Diebold Schilling the Elder (c. 1436–1439 – 1486) was the author of several of the Swiss illustrated chronicles, the Berner Schilling of 1483, the Zürcher Schilling of 1484, and the Spiezer Schilling (1480s).

==Biography==

Schilling was born in Hagenau, Alsace, to Klaus Schilling, from Solothurn, and Else Weissen Henslin. In 1456, he began working at the chancellery of Lucerne. He settled in Bern in 1460 and became a member of its Grand Council in 1468.

In 1468, Schilling took part in the Waldshut War, and in 1476 he fought at the battles of Grandson and Morat during the Burgundian Wars, which likely prompted him to write his chronicles. In Bern, he served as secretary to the treasurer in 1476 and court clerk from 1481 to 1485. He died in Bern in 1486.

He was the uncle of the chronicler Diebold Schilling the Younger.

Exercise 1 => In the biography of Diebold Schilling the Elder, in what year did he become a member of Bern's Grand Council?
Exercise 2 => List every chronicle that the biography of Diebold Schilling the Elder names as his work.
Exercise 3 => Pick up the biography of Diebold Schilling the Elder after its last sentence and continue it.

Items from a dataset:
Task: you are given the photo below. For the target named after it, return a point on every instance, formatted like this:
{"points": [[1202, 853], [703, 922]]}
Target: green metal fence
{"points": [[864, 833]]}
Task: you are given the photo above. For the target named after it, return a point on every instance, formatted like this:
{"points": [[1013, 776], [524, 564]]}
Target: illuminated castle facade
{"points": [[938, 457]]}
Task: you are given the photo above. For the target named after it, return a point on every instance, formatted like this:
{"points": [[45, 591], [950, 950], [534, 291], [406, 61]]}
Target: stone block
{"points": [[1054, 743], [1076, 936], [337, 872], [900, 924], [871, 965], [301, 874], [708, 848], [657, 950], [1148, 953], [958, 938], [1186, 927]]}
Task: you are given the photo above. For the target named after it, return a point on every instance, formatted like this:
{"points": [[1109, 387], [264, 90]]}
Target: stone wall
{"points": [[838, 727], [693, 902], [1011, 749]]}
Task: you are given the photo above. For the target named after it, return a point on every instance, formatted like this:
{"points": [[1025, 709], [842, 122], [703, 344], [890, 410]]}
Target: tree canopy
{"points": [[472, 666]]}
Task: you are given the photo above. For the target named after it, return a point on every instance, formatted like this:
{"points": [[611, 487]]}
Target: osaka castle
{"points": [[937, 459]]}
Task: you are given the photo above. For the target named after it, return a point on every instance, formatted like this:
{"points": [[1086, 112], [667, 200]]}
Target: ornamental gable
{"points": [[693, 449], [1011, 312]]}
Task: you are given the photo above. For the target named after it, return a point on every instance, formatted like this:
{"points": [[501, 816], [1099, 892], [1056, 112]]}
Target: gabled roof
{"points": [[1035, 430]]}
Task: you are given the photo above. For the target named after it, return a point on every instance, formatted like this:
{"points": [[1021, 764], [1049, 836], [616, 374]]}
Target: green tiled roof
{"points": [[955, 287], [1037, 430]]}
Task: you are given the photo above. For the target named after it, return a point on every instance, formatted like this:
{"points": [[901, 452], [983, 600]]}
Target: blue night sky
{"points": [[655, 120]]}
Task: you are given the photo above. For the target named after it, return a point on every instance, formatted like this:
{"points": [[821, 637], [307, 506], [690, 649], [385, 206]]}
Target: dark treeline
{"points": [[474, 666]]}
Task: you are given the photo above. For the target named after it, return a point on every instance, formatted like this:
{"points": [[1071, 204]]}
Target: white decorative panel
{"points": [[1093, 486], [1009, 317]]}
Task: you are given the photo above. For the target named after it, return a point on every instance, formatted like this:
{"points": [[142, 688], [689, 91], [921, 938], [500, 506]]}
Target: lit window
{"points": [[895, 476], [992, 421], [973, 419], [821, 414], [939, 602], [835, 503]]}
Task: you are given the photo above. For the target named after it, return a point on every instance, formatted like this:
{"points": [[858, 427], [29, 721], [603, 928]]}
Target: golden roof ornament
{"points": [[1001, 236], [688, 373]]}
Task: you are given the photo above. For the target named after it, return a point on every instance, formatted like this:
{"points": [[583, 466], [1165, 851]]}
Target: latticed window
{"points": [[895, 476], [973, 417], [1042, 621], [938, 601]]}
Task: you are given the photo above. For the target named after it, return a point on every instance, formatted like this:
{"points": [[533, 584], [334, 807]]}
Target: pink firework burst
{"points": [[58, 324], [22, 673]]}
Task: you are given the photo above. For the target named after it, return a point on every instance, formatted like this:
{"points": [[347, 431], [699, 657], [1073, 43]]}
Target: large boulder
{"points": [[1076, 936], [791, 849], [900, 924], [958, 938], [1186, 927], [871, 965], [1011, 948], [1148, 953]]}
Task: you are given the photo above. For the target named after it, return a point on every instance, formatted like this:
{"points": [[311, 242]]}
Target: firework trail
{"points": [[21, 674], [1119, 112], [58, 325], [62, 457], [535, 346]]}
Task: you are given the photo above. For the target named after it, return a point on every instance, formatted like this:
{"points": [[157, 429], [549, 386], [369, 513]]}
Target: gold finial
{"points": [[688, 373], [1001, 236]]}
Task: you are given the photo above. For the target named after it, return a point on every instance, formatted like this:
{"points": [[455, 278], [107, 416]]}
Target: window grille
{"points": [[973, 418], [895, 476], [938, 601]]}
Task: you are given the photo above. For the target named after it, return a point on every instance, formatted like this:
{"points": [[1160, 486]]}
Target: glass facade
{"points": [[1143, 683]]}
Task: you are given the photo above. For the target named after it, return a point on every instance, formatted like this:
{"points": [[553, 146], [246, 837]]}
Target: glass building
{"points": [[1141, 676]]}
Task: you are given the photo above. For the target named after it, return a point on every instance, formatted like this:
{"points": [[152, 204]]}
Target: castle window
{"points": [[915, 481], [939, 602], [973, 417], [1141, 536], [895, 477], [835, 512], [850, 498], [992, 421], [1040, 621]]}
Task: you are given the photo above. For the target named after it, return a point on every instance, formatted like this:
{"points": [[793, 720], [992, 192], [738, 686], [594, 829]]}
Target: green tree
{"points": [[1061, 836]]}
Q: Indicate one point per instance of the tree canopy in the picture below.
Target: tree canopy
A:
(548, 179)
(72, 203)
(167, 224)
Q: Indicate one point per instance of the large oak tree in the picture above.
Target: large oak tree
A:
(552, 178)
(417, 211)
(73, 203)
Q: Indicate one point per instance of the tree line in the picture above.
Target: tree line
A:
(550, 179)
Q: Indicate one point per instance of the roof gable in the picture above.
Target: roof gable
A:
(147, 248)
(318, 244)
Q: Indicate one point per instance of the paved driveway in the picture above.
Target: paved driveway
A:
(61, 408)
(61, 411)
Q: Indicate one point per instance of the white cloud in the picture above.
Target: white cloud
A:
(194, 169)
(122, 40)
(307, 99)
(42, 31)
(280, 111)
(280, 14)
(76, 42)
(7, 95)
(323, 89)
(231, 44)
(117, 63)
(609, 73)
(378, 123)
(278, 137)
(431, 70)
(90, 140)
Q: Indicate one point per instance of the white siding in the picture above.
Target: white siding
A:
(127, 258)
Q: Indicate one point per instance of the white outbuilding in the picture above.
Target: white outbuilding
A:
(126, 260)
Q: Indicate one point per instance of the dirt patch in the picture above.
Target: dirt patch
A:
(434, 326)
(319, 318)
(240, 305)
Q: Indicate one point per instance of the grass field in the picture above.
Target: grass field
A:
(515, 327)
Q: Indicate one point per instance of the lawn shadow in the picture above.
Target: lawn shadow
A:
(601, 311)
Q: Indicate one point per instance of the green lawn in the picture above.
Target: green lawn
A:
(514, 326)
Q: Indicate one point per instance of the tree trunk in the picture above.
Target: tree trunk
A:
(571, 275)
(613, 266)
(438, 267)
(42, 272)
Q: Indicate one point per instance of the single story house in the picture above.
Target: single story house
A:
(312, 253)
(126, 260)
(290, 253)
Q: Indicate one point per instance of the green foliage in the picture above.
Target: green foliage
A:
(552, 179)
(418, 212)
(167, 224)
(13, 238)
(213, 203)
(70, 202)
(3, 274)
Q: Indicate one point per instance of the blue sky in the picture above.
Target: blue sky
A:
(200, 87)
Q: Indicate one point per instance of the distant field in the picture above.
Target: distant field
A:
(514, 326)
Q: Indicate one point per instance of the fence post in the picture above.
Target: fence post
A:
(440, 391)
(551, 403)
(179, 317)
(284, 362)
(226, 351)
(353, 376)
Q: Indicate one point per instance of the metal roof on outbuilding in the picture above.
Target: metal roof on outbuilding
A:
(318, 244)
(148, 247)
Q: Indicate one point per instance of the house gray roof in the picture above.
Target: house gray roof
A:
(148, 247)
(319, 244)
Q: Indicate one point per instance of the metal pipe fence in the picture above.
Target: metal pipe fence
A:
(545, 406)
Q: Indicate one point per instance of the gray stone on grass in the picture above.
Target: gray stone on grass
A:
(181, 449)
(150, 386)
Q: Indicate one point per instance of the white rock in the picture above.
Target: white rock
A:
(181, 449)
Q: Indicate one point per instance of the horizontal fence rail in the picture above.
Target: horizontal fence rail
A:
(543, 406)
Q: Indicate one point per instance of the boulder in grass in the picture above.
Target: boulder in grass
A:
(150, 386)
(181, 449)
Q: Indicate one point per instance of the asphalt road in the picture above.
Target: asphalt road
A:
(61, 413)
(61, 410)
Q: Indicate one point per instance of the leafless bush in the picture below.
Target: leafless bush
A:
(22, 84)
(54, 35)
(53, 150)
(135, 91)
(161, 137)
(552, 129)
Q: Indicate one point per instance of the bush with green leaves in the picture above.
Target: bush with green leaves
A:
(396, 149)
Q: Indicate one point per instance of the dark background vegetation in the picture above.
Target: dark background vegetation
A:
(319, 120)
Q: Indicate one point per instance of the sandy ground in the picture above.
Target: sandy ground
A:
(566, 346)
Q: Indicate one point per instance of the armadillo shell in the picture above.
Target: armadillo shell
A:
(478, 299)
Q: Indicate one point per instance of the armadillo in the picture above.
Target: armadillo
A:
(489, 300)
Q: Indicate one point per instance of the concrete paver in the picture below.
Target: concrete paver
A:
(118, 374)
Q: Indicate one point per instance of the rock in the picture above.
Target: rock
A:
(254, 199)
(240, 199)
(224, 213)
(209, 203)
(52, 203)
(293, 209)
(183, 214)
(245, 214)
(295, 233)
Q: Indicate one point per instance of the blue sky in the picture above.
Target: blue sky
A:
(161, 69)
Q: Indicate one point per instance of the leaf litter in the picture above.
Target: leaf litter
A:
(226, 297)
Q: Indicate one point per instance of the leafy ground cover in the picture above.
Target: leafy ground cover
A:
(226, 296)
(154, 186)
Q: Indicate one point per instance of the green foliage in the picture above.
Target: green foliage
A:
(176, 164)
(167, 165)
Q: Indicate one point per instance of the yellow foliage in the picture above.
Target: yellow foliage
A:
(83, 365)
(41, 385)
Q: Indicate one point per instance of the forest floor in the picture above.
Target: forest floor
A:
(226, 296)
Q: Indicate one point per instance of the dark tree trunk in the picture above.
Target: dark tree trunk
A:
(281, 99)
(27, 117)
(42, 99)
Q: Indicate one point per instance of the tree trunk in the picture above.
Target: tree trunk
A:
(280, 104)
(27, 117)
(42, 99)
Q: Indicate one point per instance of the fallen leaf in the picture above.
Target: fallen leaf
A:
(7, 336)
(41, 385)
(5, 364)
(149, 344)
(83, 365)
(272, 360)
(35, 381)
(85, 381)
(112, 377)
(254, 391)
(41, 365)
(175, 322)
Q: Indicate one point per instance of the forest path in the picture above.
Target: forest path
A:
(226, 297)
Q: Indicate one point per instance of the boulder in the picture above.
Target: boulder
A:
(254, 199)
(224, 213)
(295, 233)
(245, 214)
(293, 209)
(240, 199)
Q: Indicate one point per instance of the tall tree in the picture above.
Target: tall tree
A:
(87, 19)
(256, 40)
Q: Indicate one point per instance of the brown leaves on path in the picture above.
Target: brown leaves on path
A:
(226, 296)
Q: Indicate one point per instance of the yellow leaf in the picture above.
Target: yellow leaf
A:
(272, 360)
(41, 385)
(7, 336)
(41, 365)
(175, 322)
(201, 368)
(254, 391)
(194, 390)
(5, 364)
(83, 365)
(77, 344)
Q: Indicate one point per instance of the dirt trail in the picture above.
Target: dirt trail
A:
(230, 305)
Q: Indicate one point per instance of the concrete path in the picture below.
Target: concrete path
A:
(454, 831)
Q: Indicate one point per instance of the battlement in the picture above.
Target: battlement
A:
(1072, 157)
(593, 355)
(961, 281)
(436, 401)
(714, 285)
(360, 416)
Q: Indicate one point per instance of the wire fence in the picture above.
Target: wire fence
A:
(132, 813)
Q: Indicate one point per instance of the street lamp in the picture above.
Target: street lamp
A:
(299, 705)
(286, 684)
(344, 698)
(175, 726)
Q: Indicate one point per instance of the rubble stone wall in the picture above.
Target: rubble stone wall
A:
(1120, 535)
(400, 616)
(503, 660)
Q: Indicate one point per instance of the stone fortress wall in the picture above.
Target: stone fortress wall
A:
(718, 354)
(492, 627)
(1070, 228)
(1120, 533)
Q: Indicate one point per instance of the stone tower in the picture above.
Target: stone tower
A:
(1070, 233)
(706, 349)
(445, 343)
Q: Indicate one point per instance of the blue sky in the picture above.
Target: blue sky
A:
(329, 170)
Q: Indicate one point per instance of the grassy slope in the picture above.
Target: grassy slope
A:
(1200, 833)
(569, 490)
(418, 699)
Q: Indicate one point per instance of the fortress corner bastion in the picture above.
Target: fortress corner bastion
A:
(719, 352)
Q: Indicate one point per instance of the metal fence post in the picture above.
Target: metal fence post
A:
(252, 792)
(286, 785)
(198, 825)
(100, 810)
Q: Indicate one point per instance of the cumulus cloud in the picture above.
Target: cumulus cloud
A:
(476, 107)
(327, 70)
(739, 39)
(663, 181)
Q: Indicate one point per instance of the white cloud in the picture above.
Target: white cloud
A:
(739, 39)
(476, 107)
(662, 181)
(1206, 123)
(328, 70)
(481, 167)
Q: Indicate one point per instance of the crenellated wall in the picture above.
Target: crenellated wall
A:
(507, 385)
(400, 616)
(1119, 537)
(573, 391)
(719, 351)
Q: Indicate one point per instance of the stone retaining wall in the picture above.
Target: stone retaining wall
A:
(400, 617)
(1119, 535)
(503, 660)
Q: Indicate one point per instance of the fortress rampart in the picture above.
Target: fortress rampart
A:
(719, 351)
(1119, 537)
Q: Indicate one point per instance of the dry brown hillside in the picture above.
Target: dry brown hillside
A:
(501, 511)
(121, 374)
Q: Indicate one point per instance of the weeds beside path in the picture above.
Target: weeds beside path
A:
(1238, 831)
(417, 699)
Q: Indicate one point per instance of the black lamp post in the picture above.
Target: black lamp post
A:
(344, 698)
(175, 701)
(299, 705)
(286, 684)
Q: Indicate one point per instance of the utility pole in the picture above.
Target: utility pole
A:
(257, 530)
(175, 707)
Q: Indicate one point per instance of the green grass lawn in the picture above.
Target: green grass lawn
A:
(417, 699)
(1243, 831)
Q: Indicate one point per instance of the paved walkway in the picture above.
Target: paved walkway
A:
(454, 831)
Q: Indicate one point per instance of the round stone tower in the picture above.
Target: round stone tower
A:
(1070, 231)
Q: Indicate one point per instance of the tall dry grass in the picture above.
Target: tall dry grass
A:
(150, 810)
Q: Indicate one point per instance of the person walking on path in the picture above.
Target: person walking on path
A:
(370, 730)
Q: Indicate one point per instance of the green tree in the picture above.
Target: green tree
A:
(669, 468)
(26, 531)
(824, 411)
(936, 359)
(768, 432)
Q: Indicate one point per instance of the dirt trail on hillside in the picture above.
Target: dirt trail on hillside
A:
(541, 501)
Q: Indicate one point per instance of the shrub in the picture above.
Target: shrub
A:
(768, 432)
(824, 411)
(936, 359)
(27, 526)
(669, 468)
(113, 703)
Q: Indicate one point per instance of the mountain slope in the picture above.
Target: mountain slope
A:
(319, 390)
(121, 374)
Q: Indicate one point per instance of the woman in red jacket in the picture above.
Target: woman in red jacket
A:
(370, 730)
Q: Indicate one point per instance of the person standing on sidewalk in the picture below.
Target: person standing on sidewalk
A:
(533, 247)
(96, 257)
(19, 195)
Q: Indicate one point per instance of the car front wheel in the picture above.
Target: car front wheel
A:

Exercise answer 1 => 1468

Exercise answer 2 => The Berner Schilling (1483), the Zürcher Schilling (1484), and the Spiezer Schilling (1480s).

Exercise answer 3 =>
==Works==
Three works by Schilling have survived: the Grosse Burgunderchronik (Great Burgundian Chronicle) or Zürcher Schilling, the three-volume Amtliche Chronik (Official Chronicle) or Berner Schilling, and his last work, the Spiezer Chronik or Spiezer Schilling, commissioned by former schultheiss of Bern Rudolf von Erlach. His first work, which deals with the Waldshut War, and his Kleine Burgunderchronik have not survived in their original text. His chronicles, richly illustrated, were to represent the past exactly but with a strong moral connotation.